[Task]:
Name every person identified by name in the conference blog below.

[Provided text]:
——
Today's ongoing blog (chronologically reversed) from today's session's at the 802.11 Planet conference.

Alan A. Reiter, President, Wireless Internet & Mobile Computing

Session: Building a Robust Wireless Business Post-Sept. 11

Alan's session was amazingly, overwhelmingly detailed (attendees get his slides online at a protected URL). He had some great sound bites:

On coding standards: "Consumers don't care: they just want to access the Web."

On Sprint's Wireless Web (lying to the customer, he said: HDML sites only): "What they're doing to stimulate usage is to charge you a high price."

On up to: "These are lies by marketing and PR people...they use these little weasel words: up to. You can get speeds 'up to.' "

Speeds under 1xRTT et al. are not available individually: only shared. "If there are absolutely no molecules in the air at all and you are making physical love to the transmitter" you can achieve maximum full speeds.

On speeds of 40-60K, "I spit on your 40K. We don't need no stinkin' 40K - but a lot of people in the U.S. and around the world dial-up and they get around 40-50 Kbps."

Building nets; "You'd better understand what customer service is all about."

Location-Based Services

Matt Peterson and various BAWUG folks kept me from eating lunch through excellent and fun conversation, and then I fell into discussion with Jeff A. from WLANA. So I confess I missed most of this panel.

I caught the end of Locationet’s presentation: they are building systems to identify location-based services and provide those for venues.

In Q&A, many questions about Bluetooth: whether it’s here and real and how it will be deployed and interact with Wi-Fi deployment. Wasted time and effort with early deployment or not? Panel thought that there was still a lot of opportunity for Wi-Fi services that Bluetooth won’t have the right configuration to support.

Peanut Gallery

Another attendee emailed me – wanted me to point out something I do feel compelled to (plus he didn’t like the for-fee food). There’s no 802.11b access in the conference presentation room! It’s not the end of the world and I suspect it has more to do with the convention center’s telecomm/Net charges than anything else.

Am I just glad this conference is happening in this economy? Yes!

I’m quite impressed with the conference, and with the determination of Alan Meckler (who I met for the time here) to carry through with this event. Everyone here is dedicated: they’re here to learn and then run out and spend. I imagine the 100 or so attendees are highly qualified for the trade-show vendors. (Wi-Fi access is available there, which makes us a nicely captive audience.)

INT Media has already announced at this event the next two: June in Philadelphia and October back here in the Bay Area. I can’t tell if Meckler’s doing okay on this event (he did say he was, but was vague about in what way), but they’re in it for the long haul: this is the establishing event, and I’m learning a lot of the subtle points surrounding the ISP and IT side of things. My reporting and expertise is centered on the complementary side: technology and consumers.
——
[Dataset excerpt]:

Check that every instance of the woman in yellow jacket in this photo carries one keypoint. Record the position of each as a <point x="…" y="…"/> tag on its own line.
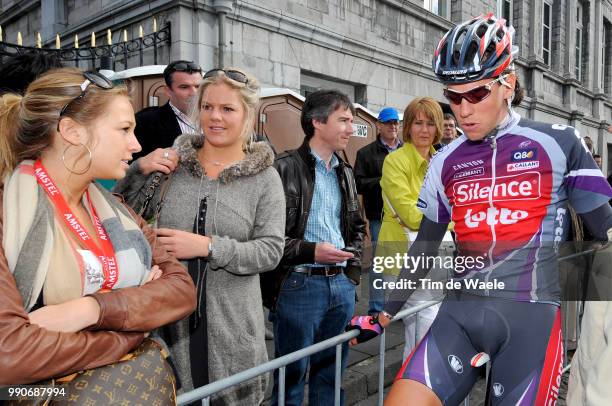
<point x="402" y="176"/>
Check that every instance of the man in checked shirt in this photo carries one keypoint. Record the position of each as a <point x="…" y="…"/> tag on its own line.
——
[Final result]:
Alan A. Reiter, Matt Peterson, Jeff A., Alan Meckler